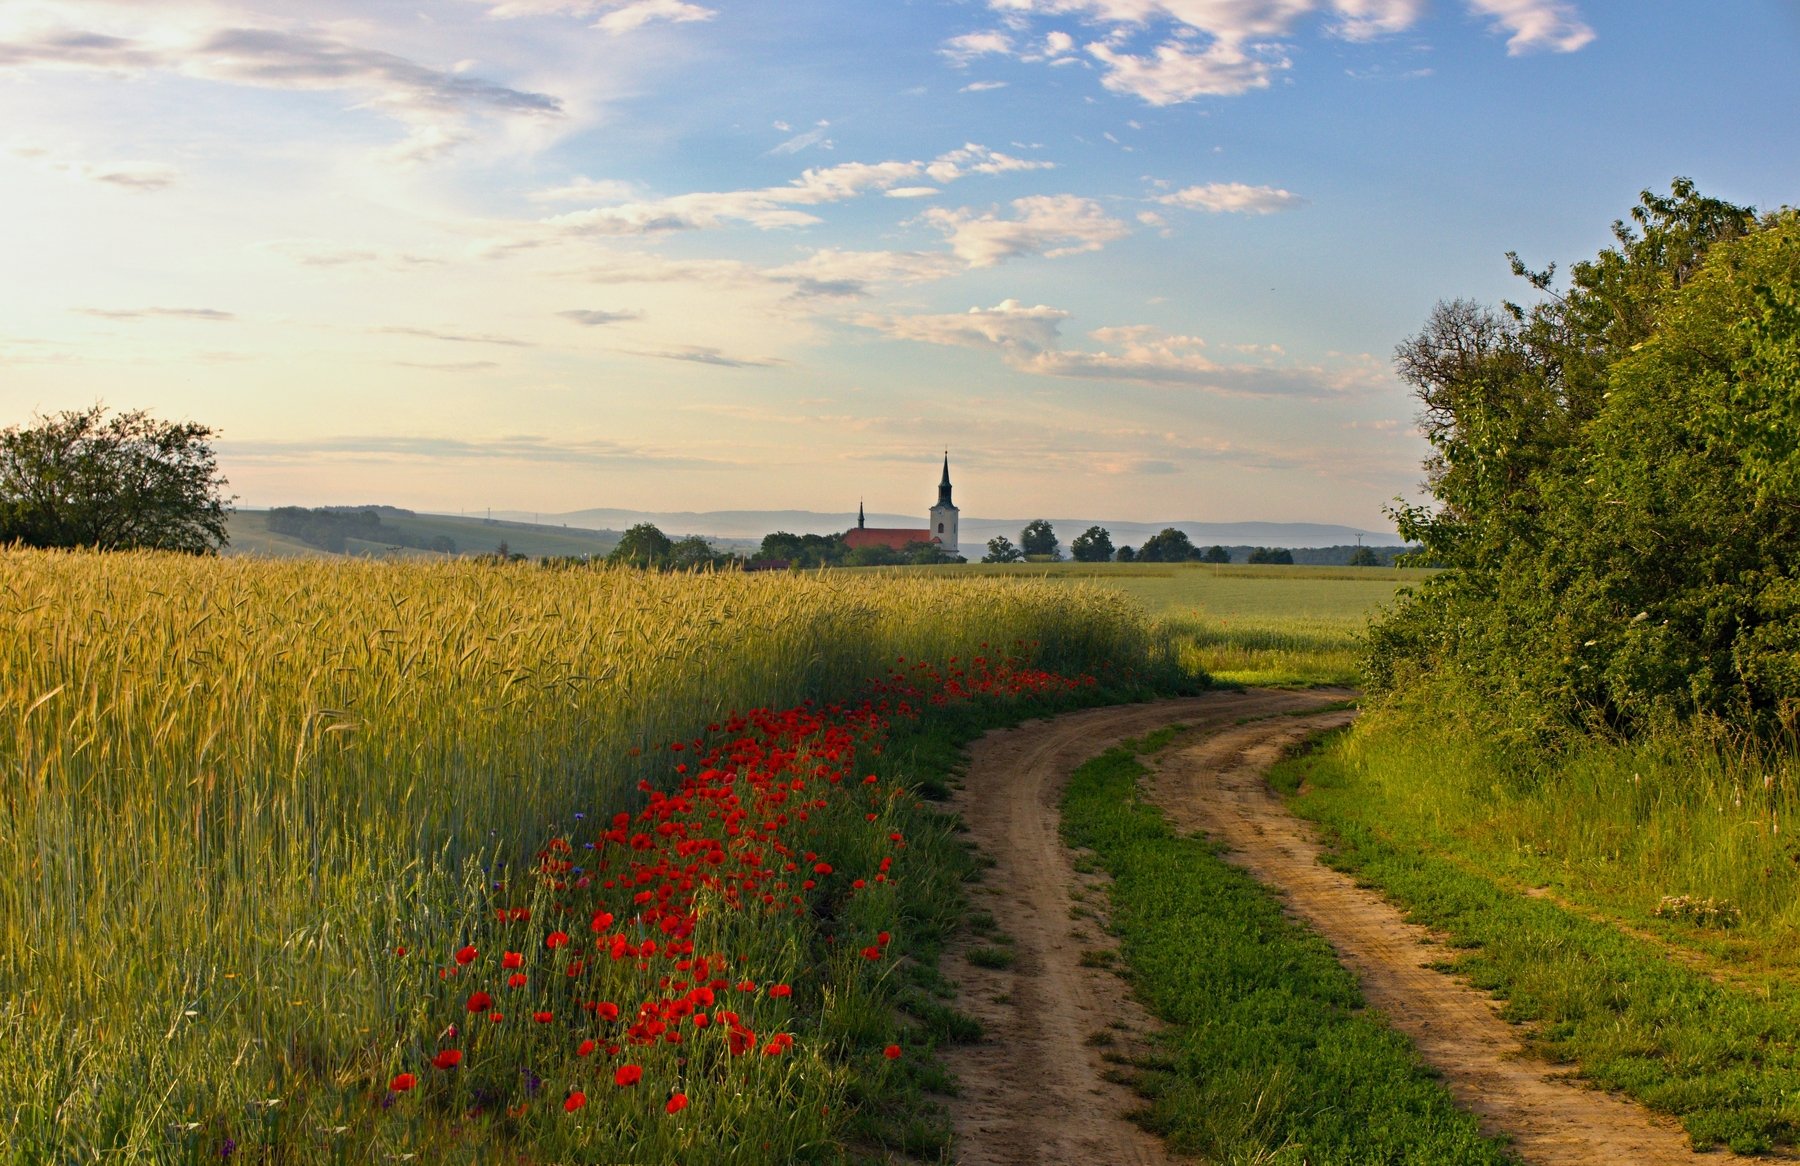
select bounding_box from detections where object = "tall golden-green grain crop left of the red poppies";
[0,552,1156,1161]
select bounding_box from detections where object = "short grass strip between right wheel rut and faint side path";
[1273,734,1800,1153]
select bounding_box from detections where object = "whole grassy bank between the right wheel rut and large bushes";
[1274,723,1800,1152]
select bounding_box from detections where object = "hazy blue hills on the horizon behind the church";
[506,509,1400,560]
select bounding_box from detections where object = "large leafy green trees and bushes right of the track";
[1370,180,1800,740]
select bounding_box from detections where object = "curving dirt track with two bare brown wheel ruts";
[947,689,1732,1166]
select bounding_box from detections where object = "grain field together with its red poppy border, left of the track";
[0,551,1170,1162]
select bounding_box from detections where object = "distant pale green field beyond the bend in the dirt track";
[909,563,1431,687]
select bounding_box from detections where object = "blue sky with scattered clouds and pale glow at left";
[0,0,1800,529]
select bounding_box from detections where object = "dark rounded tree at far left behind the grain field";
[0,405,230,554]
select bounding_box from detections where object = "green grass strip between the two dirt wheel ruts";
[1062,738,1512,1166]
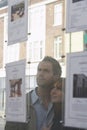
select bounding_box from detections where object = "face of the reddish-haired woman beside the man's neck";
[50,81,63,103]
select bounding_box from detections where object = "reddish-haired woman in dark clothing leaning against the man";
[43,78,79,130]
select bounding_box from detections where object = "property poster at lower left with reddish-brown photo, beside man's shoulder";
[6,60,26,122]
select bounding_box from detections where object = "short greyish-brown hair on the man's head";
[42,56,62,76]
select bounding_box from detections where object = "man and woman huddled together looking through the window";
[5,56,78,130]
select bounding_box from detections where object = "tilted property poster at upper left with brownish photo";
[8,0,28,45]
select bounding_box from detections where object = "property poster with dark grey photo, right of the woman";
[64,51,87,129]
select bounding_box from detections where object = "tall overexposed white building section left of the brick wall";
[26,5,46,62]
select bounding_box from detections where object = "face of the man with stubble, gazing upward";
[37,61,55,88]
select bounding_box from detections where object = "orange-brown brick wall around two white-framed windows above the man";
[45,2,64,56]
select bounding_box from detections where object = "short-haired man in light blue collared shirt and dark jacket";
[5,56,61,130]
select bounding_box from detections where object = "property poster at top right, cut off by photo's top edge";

* * * *

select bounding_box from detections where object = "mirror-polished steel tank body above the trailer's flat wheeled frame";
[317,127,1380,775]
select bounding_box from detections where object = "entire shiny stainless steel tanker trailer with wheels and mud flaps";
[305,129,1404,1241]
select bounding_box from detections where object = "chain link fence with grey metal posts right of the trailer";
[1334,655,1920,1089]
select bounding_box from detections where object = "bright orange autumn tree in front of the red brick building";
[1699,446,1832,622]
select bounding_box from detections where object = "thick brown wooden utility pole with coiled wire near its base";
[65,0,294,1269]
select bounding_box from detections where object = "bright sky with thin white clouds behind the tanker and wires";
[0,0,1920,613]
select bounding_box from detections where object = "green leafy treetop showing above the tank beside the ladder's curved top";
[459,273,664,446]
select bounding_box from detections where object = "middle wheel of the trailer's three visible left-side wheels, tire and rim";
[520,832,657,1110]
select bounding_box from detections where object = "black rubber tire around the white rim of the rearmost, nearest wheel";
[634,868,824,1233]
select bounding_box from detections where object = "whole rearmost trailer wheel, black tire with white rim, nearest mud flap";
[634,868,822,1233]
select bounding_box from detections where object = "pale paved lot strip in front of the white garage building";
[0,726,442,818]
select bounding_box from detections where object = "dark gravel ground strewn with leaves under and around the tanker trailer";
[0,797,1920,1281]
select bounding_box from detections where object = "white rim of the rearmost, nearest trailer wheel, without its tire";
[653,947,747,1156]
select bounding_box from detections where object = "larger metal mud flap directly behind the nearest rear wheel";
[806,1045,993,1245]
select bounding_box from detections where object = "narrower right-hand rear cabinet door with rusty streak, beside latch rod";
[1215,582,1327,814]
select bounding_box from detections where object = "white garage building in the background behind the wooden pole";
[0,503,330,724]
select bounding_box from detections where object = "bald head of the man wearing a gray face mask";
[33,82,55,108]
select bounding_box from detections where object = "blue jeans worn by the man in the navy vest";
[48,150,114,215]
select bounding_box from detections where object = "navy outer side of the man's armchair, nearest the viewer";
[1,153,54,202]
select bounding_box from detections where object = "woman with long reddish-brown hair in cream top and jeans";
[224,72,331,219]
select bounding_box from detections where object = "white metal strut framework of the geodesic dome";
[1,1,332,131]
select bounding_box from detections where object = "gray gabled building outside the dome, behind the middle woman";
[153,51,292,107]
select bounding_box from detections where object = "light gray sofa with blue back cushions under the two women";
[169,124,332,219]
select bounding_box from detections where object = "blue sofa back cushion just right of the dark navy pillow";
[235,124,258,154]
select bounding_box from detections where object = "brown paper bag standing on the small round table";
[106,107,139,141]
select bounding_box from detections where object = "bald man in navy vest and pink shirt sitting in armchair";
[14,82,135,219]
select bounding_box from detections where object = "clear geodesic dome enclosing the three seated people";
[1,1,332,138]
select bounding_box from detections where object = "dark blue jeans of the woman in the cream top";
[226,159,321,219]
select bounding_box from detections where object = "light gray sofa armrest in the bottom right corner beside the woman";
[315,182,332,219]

* * * *

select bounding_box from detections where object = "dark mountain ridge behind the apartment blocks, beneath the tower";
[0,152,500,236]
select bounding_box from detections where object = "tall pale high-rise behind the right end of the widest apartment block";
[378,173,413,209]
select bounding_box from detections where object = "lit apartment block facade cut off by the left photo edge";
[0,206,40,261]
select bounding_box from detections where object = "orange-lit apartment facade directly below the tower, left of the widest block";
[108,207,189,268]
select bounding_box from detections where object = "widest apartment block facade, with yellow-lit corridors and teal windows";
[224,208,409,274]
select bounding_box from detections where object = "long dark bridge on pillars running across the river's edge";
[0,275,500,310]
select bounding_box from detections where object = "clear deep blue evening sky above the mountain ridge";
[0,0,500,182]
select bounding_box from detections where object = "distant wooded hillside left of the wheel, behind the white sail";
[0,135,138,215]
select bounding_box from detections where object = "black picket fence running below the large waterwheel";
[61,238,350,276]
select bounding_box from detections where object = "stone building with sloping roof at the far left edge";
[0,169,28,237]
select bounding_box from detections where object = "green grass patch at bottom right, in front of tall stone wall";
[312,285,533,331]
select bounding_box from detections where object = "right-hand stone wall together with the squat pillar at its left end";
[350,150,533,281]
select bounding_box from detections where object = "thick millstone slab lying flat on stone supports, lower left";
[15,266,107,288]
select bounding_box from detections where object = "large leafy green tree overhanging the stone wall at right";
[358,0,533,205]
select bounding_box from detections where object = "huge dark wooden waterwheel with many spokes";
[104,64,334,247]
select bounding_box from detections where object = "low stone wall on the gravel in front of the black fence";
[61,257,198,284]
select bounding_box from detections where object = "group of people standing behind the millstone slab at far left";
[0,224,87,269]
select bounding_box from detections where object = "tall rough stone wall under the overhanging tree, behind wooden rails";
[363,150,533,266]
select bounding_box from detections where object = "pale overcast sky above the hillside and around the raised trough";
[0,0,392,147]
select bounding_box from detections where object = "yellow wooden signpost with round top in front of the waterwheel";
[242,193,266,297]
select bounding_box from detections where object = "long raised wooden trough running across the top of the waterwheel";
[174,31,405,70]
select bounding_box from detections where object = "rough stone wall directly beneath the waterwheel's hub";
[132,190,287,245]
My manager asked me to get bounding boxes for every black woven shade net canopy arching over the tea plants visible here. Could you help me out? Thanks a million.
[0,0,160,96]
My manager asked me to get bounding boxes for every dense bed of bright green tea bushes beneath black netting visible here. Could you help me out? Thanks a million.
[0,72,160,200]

* * * *

* _About this exercise_
Find the line with "overexposed white building" in the material above. Reproduce it and each line after it up to and including the line with "poster at top".

* _Result of this task_
select bounding_box from detections where object = "tall overexposed white building section left of the brick wall";
[26,5,46,62]
select bounding_box from detections where object = "face of the man with stubble, gazing upward";
[37,61,55,88]
select bounding_box from detections where object = "orange-brown brick wall around two white-framed windows above the man";
[45,2,64,56]
select bounding_box from detections where object = "short-haired man in light blue collared shirt and dark jacket";
[5,56,61,130]
select bounding_box from detections where object = "property poster at top right, cut off by photo's top edge";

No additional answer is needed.